Rows from a dataset:
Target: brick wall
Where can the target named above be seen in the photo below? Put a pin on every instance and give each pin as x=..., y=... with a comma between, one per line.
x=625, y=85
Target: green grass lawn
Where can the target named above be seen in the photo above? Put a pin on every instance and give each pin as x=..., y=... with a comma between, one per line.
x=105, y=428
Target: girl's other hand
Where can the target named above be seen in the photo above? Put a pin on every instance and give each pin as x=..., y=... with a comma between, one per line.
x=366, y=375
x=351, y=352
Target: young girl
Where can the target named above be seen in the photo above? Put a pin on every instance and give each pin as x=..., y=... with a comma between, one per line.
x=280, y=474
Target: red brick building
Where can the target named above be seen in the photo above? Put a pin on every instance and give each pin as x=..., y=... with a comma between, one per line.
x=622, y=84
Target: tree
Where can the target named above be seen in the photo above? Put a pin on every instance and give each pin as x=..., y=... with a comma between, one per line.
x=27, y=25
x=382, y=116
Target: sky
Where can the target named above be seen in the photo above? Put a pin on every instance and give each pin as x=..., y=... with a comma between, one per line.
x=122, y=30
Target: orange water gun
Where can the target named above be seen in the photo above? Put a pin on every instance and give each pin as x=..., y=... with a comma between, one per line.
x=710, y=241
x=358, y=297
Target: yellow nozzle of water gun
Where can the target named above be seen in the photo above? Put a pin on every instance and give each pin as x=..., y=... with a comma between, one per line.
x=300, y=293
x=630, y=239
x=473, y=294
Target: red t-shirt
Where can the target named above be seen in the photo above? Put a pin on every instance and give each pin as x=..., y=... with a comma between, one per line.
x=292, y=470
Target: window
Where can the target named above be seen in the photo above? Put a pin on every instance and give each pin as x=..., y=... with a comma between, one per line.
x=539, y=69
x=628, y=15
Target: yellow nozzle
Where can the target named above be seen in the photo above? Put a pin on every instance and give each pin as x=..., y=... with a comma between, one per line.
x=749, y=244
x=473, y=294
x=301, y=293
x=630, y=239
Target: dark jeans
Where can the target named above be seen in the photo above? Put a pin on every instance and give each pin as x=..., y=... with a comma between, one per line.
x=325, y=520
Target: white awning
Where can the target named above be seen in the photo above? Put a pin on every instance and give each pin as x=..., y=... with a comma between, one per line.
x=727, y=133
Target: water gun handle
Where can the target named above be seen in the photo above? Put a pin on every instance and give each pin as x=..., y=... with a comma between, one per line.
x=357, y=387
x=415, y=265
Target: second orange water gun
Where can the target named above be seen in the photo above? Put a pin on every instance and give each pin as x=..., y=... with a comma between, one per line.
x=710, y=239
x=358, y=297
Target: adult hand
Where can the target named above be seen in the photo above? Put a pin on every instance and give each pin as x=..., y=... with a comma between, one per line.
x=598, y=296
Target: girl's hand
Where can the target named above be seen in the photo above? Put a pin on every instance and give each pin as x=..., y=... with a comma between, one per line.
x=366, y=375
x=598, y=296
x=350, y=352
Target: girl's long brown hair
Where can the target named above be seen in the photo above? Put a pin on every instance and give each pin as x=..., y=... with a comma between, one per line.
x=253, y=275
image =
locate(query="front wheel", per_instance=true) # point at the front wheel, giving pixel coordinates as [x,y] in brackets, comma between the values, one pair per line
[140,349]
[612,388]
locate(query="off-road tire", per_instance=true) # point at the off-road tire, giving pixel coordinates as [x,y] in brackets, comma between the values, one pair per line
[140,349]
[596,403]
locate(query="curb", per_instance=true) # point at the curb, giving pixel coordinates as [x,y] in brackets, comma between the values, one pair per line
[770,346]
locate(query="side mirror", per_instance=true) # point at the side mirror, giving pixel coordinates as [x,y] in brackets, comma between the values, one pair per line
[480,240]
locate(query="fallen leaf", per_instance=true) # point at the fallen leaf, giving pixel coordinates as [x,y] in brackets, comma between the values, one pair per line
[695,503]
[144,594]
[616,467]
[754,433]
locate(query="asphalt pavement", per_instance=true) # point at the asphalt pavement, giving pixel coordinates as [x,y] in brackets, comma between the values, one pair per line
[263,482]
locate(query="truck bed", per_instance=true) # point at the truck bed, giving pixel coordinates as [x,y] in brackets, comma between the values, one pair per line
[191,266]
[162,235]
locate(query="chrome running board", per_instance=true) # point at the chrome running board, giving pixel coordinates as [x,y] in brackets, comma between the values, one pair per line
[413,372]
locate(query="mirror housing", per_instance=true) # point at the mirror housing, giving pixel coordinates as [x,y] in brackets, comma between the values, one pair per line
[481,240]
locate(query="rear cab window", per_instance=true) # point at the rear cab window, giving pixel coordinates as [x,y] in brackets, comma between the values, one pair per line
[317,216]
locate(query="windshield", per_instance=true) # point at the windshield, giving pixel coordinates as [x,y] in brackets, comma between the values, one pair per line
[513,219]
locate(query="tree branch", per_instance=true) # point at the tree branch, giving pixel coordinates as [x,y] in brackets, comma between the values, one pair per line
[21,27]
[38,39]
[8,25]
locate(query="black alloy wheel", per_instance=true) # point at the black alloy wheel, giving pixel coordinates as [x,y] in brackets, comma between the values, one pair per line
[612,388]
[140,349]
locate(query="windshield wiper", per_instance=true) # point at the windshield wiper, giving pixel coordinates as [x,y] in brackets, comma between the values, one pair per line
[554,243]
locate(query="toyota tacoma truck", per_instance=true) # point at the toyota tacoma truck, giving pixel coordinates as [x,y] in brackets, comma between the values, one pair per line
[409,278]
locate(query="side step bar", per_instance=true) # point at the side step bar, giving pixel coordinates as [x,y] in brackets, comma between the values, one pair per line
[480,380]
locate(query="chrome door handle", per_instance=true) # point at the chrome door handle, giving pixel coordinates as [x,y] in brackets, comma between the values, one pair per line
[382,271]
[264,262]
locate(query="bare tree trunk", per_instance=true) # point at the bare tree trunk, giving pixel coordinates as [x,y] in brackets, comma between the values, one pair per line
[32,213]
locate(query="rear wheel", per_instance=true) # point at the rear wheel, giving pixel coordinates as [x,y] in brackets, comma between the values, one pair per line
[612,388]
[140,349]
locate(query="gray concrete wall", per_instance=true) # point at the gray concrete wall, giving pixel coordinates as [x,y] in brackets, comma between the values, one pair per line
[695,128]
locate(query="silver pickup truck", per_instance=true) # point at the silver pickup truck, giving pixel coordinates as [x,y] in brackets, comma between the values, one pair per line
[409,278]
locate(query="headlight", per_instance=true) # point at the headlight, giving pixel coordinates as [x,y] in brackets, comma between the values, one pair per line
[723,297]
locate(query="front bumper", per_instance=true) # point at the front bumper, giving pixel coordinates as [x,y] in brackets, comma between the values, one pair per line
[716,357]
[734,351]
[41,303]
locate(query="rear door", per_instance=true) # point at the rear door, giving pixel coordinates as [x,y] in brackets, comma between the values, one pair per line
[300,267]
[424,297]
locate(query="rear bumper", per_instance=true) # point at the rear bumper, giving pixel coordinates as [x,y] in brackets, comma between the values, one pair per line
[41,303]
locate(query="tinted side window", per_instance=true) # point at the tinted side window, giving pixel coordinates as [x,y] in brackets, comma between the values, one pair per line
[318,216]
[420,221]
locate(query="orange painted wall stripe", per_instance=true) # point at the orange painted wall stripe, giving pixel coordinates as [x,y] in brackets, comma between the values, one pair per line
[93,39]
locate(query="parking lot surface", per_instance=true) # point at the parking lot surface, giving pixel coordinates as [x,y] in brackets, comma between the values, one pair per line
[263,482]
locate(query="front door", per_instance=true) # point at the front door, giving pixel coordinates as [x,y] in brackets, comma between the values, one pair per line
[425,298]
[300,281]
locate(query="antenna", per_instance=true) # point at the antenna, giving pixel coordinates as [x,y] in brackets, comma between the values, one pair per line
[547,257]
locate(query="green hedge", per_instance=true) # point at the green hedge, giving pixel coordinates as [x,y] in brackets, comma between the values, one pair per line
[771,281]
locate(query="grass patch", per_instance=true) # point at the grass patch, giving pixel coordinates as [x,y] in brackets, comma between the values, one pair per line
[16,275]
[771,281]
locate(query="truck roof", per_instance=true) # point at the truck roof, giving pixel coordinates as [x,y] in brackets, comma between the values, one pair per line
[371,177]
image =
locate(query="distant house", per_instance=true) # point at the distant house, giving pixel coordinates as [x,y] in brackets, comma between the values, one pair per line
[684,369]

» **WRITTEN EXERCISE**
Rewrite everything from the line containing "Target: green grass lawn" down to the line containing "x=280, y=474", swapping "young girl" for "small child" and leaving everything else the same.

» **SOLUTION TO THIS EXERCISE**
Target: green grass lawn
Where can the target named above be seen in the photo above? Put a pin on every instance and give each pin as x=..., y=... with a comma between, one per line.
x=105, y=428
Target: girl's other hand
Where can the target named above be seen in the photo above? Put a pin on every instance and give each pin as x=..., y=... with a comma between, one per line.
x=366, y=375
x=351, y=352
Target: small child
Where can the target named above be seen in the photo above? Put a pin on every instance and give each pin as x=..., y=... with a comma between, one per line.
x=280, y=474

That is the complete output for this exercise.